### WHAT YOU SHOULD DO
Starting at the line that contains "Task: pointing. Mark each instance of the ski pole", copy each line through the final one exactly as written.

### INFORMATION GIVEN
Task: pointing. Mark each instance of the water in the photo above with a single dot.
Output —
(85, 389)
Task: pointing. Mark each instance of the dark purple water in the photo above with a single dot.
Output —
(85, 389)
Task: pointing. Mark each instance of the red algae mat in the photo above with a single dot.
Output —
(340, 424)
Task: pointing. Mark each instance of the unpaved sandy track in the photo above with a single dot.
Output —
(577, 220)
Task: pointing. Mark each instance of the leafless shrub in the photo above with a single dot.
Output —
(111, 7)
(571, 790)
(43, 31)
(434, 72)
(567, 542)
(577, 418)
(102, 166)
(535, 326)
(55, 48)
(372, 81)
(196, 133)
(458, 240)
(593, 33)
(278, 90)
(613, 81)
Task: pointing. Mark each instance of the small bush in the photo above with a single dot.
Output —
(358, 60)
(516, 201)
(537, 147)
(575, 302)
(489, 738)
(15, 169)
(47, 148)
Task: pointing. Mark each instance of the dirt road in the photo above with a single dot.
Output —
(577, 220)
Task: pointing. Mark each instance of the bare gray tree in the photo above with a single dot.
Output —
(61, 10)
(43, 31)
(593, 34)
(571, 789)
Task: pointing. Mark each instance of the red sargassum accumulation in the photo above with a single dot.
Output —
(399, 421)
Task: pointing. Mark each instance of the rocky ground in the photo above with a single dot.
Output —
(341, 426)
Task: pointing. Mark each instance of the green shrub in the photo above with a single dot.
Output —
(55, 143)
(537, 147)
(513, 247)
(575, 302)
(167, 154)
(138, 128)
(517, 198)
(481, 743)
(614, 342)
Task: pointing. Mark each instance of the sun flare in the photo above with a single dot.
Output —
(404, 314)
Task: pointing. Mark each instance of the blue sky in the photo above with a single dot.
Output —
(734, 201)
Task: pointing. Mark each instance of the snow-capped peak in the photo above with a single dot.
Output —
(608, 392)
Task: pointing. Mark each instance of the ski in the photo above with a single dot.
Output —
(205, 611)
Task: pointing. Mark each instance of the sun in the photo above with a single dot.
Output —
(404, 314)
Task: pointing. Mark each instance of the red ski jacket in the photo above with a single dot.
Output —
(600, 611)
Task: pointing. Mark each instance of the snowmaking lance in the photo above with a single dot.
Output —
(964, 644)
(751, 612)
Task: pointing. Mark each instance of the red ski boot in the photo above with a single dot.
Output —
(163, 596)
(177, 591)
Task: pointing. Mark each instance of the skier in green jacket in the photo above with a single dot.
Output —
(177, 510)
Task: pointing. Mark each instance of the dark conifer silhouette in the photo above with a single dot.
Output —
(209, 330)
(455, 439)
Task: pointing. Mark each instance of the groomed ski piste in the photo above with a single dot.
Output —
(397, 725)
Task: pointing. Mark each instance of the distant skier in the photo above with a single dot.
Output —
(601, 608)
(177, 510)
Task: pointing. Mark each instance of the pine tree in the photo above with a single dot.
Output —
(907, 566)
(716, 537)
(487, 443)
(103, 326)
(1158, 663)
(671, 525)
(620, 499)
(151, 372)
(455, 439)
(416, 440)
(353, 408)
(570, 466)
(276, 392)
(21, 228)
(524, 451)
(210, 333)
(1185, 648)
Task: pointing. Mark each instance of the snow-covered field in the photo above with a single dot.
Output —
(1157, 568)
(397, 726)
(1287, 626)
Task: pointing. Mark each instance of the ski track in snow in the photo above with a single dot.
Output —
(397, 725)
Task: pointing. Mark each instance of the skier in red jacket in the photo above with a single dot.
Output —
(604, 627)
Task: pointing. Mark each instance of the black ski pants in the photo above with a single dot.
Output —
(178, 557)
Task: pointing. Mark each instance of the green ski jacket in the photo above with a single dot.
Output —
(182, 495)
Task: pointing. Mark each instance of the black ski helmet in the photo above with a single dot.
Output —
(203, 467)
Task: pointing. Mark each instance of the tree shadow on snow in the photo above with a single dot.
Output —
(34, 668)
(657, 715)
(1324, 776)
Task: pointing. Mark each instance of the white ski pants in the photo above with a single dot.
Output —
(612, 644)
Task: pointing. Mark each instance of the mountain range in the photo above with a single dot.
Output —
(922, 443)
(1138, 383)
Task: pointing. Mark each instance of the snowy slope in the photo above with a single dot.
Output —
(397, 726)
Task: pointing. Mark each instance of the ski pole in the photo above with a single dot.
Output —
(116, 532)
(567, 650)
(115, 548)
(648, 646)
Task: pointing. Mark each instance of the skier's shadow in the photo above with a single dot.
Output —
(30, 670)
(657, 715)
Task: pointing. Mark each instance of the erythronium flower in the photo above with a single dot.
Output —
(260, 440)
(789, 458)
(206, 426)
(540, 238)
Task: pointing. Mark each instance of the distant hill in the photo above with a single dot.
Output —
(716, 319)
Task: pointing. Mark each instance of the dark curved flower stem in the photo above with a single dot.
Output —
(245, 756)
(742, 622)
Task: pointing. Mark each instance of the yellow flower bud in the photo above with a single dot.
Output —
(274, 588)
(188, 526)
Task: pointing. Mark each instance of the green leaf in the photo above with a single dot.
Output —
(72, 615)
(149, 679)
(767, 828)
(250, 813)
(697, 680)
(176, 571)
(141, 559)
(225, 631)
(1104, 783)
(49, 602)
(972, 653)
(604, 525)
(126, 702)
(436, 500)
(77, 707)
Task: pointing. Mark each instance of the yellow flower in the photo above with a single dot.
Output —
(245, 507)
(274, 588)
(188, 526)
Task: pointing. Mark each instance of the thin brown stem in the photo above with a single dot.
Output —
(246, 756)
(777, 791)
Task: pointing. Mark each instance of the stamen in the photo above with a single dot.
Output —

### OUTPUT OF THE EXERCISE
Task: pointing. Mark each instance of the ski pole in the photo above with a single dot.
Output —
(116, 532)
(567, 650)
(115, 548)
(648, 646)
Task: pointing. Mark each instance of the skier's shadow in the photo above with a single dot.
Output —
(30, 670)
(657, 715)
Task: pointing. Mark each instance of the erythronium flower in the photo above with a single dot.
Output —
(260, 440)
(789, 458)
(206, 426)
(540, 238)
Task: pointing. Mark each instance of the distant hill in the photo above with a single dot.
Output —
(716, 319)
Task: pointing. Mark each instance of the dark curved flower stem in the photo above with a single dot.
Output —
(245, 756)
(742, 622)
Task: pointing. Mark each instance of the yellow flower bud in the photo above with a single dot.
Output —
(274, 588)
(188, 526)
Task: pointing. Mark each instance of the green leaf in the photo above with a single dot.
Output —
(72, 615)
(149, 679)
(767, 828)
(250, 813)
(697, 680)
(176, 571)
(141, 559)
(225, 631)
(1104, 783)
(49, 602)
(972, 653)
(604, 525)
(126, 702)
(436, 500)
(77, 707)
Task: pointing. Mark each instance of the yellow flower in the photo above with a single dot.
Output —
(245, 507)
(274, 588)
(188, 526)
Task: pointing. Mark each instance of the thin brown stem in the photo above with a single dot.
Output —
(246, 756)
(777, 791)
Task: pointing. Mark each instance of the stamen in the photo above with a single dot.
Output —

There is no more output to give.